→ **What is needed**: Search the records for the word "bottle" and report each line that has it.

Natural language region descriptions:
—————
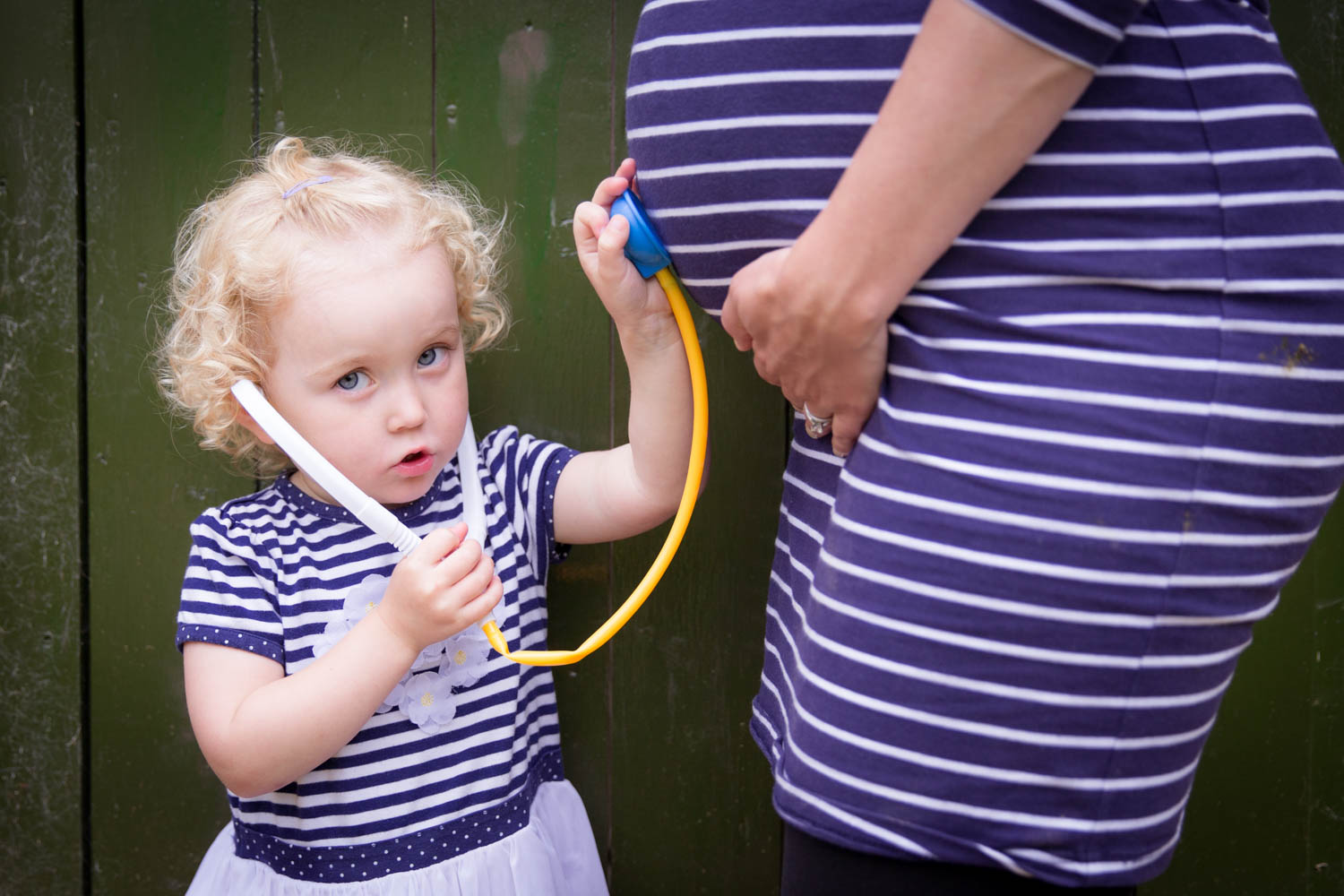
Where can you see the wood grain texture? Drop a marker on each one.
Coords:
(167, 110)
(40, 753)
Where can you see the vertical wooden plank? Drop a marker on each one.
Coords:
(524, 112)
(40, 750)
(168, 108)
(357, 70)
(691, 790)
(1268, 809)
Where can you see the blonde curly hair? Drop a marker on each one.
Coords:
(231, 273)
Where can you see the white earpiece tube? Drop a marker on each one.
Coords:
(366, 509)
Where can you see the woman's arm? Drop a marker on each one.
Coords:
(972, 104)
(602, 495)
(261, 729)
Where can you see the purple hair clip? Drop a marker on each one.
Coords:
(306, 183)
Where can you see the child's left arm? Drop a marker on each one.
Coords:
(604, 495)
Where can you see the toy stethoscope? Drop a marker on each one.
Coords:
(650, 258)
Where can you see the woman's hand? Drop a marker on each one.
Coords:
(440, 589)
(809, 339)
(636, 306)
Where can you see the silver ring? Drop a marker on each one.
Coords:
(816, 426)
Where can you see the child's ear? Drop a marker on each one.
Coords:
(252, 425)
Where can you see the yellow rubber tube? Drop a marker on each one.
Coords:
(695, 469)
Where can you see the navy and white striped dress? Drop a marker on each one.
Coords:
(271, 571)
(1113, 419)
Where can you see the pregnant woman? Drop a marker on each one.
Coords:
(1056, 288)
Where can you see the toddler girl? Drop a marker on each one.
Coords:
(349, 702)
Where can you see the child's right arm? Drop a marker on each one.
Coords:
(260, 729)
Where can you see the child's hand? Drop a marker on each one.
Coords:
(634, 304)
(444, 586)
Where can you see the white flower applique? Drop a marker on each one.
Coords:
(425, 696)
(429, 702)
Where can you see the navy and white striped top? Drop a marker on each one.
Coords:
(269, 571)
(1113, 419)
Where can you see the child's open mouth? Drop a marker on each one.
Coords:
(416, 462)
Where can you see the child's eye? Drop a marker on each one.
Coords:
(352, 381)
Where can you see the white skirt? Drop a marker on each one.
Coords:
(553, 855)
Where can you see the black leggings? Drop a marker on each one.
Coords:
(816, 868)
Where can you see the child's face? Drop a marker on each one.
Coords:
(367, 365)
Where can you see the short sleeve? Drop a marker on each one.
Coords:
(526, 469)
(228, 594)
(1082, 31)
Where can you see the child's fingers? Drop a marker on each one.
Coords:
(589, 220)
(440, 543)
(609, 190)
(610, 258)
(451, 570)
(487, 600)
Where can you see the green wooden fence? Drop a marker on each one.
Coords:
(116, 118)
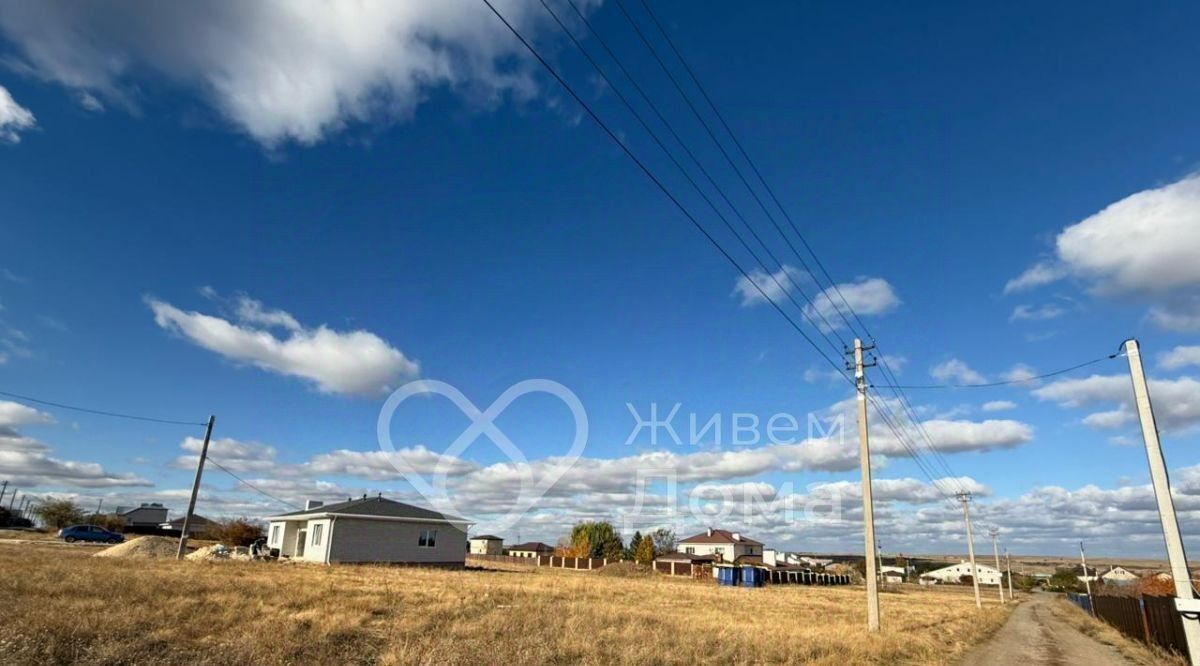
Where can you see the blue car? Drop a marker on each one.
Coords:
(89, 533)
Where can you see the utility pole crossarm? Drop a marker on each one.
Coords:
(864, 456)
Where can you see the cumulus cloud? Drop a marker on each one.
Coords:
(1037, 313)
(352, 363)
(27, 462)
(279, 70)
(1141, 245)
(1180, 357)
(1043, 273)
(999, 406)
(957, 371)
(763, 287)
(13, 118)
(228, 453)
(1176, 401)
(867, 295)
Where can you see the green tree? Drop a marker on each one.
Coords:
(664, 540)
(631, 550)
(600, 539)
(645, 552)
(59, 513)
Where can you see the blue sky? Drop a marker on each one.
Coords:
(280, 232)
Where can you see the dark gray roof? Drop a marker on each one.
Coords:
(379, 507)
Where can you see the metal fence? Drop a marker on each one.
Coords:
(1151, 619)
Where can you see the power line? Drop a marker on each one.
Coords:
(101, 412)
(659, 184)
(612, 85)
(251, 486)
(1007, 382)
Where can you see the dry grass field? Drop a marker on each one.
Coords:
(64, 606)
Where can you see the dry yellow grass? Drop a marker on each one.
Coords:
(1137, 652)
(61, 606)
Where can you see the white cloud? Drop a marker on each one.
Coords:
(1043, 273)
(27, 463)
(280, 70)
(353, 363)
(1019, 372)
(383, 465)
(228, 453)
(999, 406)
(762, 287)
(960, 436)
(1176, 401)
(13, 118)
(1036, 313)
(1141, 245)
(1180, 357)
(867, 295)
(957, 371)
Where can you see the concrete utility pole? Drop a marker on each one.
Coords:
(196, 490)
(864, 457)
(1162, 484)
(1008, 564)
(995, 551)
(1087, 581)
(965, 498)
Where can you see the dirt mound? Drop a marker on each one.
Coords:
(143, 547)
(625, 570)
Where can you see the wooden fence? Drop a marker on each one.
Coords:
(1151, 619)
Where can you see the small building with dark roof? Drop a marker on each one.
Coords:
(370, 529)
(531, 549)
(724, 545)
(485, 544)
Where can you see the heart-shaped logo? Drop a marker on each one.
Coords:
(484, 423)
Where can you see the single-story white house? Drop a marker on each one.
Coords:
(954, 573)
(1119, 576)
(486, 544)
(370, 529)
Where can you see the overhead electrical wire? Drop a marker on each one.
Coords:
(659, 183)
(1006, 382)
(101, 412)
(251, 486)
(882, 408)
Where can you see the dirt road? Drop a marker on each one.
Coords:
(1033, 635)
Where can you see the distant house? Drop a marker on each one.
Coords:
(199, 523)
(485, 544)
(724, 545)
(1119, 576)
(532, 549)
(954, 574)
(370, 529)
(147, 515)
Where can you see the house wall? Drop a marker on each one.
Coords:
(312, 551)
(729, 552)
(486, 547)
(287, 539)
(366, 540)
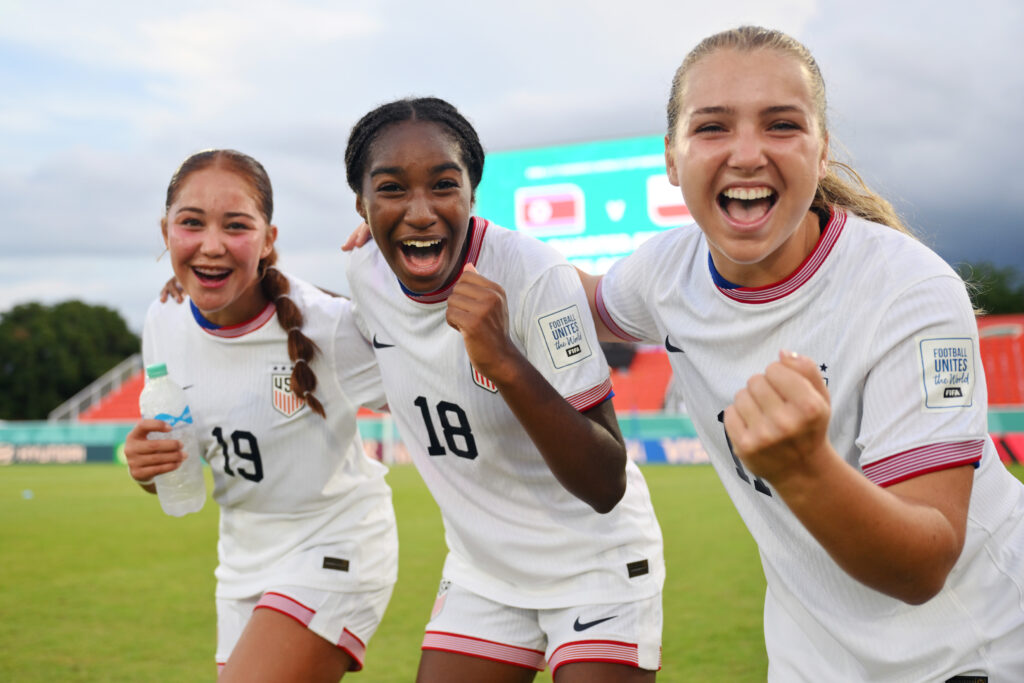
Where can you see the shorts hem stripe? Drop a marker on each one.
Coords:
(484, 649)
(287, 606)
(595, 650)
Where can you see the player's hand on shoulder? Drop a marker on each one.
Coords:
(146, 458)
(359, 237)
(778, 423)
(477, 308)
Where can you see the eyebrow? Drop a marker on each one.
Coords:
(777, 109)
(396, 170)
(229, 214)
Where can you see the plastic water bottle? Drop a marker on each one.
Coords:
(183, 489)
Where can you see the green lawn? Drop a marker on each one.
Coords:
(96, 584)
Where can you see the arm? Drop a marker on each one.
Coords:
(147, 458)
(590, 287)
(585, 452)
(901, 541)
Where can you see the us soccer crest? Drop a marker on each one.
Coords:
(285, 401)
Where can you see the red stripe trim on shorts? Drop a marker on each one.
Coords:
(292, 607)
(483, 649)
(595, 650)
(288, 606)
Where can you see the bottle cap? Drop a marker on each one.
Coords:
(158, 370)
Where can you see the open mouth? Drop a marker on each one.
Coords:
(747, 205)
(422, 256)
(211, 275)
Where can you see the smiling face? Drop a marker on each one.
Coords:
(417, 198)
(748, 152)
(216, 236)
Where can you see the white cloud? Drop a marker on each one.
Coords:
(108, 97)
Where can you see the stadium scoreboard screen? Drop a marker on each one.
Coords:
(594, 202)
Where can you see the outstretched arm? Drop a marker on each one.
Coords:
(585, 451)
(590, 287)
(902, 541)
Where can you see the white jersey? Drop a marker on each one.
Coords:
(514, 535)
(288, 481)
(893, 330)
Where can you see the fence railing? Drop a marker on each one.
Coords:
(92, 394)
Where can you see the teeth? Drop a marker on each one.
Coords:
(748, 193)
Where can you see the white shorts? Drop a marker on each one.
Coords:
(347, 620)
(627, 633)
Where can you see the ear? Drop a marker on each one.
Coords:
(271, 237)
(823, 163)
(670, 162)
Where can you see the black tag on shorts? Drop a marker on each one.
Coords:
(336, 563)
(637, 568)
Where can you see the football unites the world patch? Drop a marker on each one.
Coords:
(563, 334)
(948, 371)
(285, 401)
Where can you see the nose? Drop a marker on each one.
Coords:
(748, 152)
(420, 212)
(213, 244)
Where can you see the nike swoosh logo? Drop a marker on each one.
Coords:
(578, 626)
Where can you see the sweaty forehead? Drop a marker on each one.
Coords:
(407, 141)
(732, 78)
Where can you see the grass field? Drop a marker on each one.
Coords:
(96, 584)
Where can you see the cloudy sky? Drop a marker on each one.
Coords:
(99, 102)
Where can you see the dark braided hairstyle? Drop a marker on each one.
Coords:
(301, 349)
(434, 110)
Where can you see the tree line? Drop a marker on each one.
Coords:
(49, 353)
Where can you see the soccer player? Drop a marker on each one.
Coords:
(274, 371)
(829, 363)
(500, 390)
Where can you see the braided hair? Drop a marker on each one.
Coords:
(434, 110)
(273, 284)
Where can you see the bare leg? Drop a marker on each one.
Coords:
(438, 667)
(275, 648)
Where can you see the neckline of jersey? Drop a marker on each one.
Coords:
(477, 228)
(830, 230)
(231, 331)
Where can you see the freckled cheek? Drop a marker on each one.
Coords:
(182, 245)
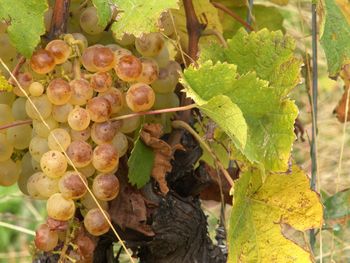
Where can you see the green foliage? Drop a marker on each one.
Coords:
(26, 19)
(260, 209)
(335, 38)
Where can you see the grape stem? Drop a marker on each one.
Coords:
(152, 112)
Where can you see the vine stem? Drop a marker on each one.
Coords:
(183, 125)
(152, 112)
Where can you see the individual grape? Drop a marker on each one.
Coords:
(149, 71)
(9, 172)
(36, 89)
(71, 185)
(37, 147)
(60, 208)
(60, 112)
(41, 129)
(140, 97)
(89, 21)
(53, 164)
(63, 138)
(83, 135)
(81, 91)
(6, 148)
(128, 68)
(95, 223)
(105, 158)
(42, 61)
(60, 50)
(120, 143)
(88, 170)
(103, 132)
(115, 98)
(101, 81)
(79, 119)
(59, 91)
(45, 238)
(18, 136)
(42, 104)
(105, 186)
(80, 153)
(149, 45)
(99, 109)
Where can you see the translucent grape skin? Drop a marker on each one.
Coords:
(42, 61)
(128, 68)
(105, 187)
(105, 158)
(45, 238)
(95, 223)
(71, 185)
(99, 108)
(60, 50)
(60, 208)
(59, 91)
(140, 97)
(80, 153)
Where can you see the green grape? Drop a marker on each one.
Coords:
(37, 147)
(71, 185)
(95, 223)
(42, 104)
(149, 45)
(140, 97)
(60, 208)
(41, 129)
(18, 136)
(6, 148)
(53, 164)
(105, 187)
(59, 139)
(9, 172)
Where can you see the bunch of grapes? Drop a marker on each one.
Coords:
(72, 94)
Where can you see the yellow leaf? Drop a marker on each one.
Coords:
(259, 211)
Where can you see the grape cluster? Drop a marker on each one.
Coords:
(72, 92)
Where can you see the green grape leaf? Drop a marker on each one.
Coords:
(139, 17)
(269, 54)
(335, 38)
(103, 11)
(4, 84)
(140, 163)
(256, 118)
(26, 20)
(260, 209)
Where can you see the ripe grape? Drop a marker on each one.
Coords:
(105, 158)
(53, 164)
(95, 223)
(149, 72)
(42, 104)
(71, 185)
(128, 68)
(99, 109)
(60, 50)
(149, 45)
(101, 81)
(45, 238)
(60, 135)
(81, 91)
(105, 186)
(60, 208)
(140, 97)
(42, 61)
(80, 153)
(79, 119)
(59, 91)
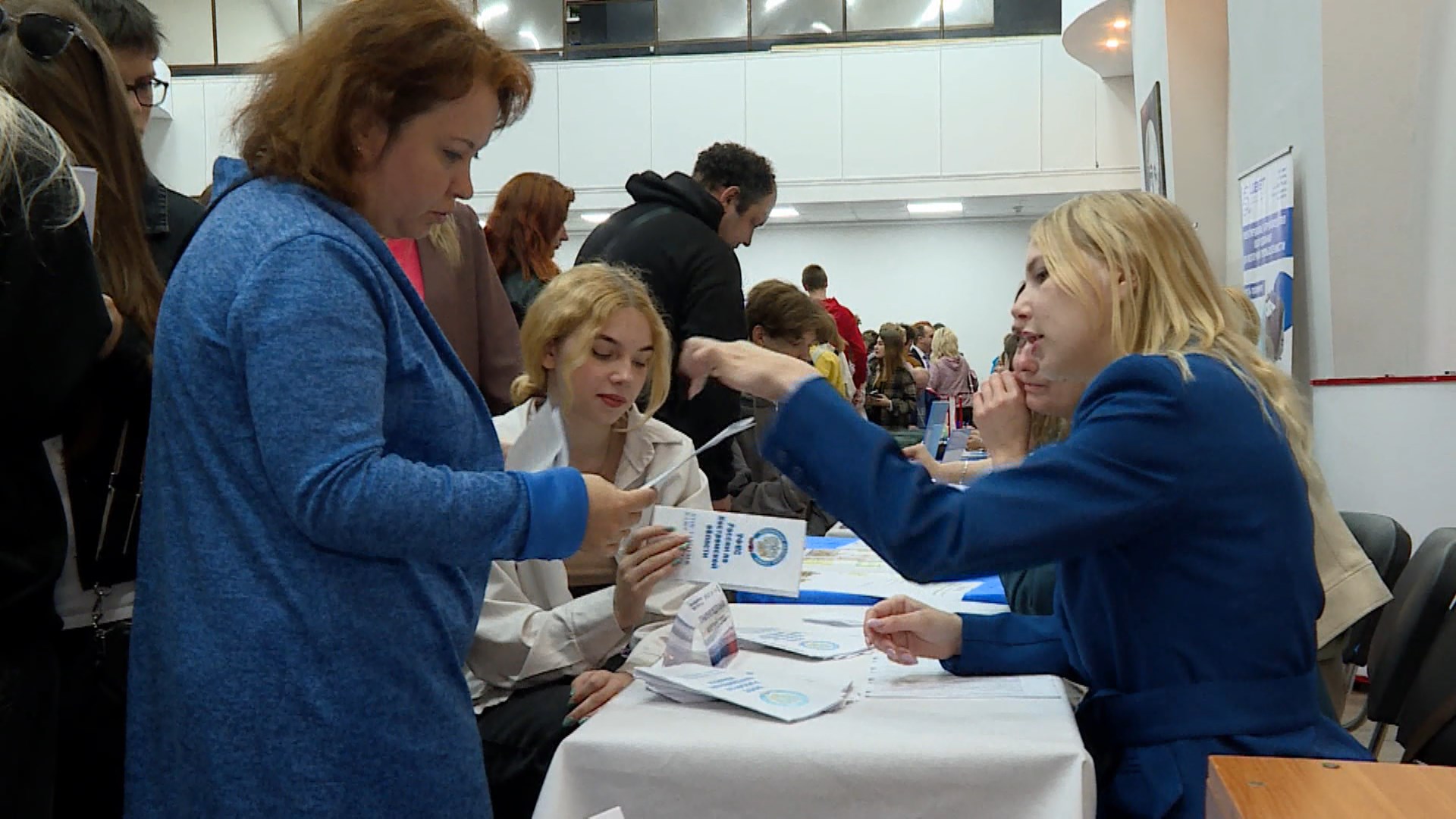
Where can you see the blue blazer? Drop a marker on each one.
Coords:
(1187, 592)
(322, 506)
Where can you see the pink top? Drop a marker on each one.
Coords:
(406, 253)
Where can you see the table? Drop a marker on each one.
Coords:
(873, 758)
(1274, 787)
(990, 591)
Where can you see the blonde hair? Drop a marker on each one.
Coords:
(1245, 312)
(36, 161)
(446, 238)
(1175, 306)
(944, 344)
(582, 299)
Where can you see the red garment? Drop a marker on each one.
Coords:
(854, 341)
(406, 253)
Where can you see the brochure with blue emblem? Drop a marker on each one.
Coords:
(747, 553)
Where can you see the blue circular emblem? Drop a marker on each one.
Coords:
(783, 698)
(767, 547)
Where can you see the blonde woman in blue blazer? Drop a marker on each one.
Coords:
(1177, 509)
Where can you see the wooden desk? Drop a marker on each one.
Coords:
(1272, 787)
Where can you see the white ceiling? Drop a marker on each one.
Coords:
(894, 210)
(1087, 36)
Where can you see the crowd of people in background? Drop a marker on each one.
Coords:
(335, 594)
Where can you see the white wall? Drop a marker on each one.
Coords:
(1006, 117)
(960, 273)
(1389, 449)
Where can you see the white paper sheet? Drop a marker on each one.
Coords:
(748, 553)
(817, 642)
(928, 681)
(780, 695)
(858, 570)
(86, 178)
(702, 632)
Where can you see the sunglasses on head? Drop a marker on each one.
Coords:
(44, 37)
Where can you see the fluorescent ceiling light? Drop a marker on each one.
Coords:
(935, 207)
(490, 14)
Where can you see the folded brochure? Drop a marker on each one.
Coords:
(780, 695)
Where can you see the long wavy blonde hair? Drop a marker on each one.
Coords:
(1177, 305)
(36, 161)
(585, 297)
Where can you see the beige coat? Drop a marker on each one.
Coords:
(1353, 586)
(532, 632)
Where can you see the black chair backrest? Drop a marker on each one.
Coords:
(1429, 719)
(1410, 624)
(1388, 545)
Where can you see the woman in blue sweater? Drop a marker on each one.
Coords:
(1177, 507)
(324, 482)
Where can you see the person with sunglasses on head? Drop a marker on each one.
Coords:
(325, 488)
(131, 31)
(50, 61)
(58, 335)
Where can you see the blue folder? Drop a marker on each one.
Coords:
(990, 591)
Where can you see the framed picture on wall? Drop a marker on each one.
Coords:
(1155, 180)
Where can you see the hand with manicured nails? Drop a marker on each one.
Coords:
(651, 554)
(612, 513)
(1003, 419)
(908, 630)
(592, 691)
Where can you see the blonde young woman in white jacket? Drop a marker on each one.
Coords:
(544, 662)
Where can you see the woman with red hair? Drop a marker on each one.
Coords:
(526, 228)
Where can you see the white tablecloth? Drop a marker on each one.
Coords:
(874, 758)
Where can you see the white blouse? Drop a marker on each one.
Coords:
(532, 630)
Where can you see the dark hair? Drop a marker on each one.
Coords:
(783, 309)
(373, 57)
(814, 278)
(730, 165)
(79, 95)
(893, 337)
(522, 231)
(126, 25)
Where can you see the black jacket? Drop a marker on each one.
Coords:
(53, 324)
(169, 222)
(670, 235)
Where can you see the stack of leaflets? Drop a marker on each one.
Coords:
(780, 695)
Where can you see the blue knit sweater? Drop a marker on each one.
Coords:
(324, 499)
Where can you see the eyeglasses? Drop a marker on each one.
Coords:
(44, 37)
(149, 93)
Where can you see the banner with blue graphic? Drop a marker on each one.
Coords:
(1267, 209)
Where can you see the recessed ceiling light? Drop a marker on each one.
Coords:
(935, 207)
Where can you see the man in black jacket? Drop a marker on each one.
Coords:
(682, 234)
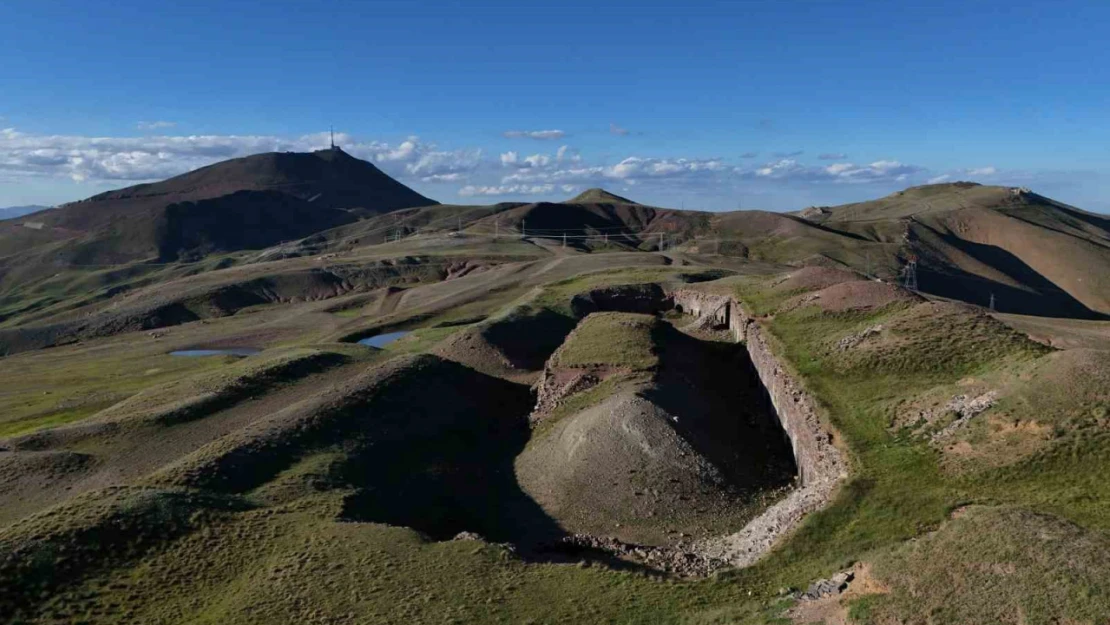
—————
→ **Answer to this exercise**:
Where can you see the plastic water bottle? Drop a marker on each one.
Where can you see the bottle cap? Drop a marker on each one.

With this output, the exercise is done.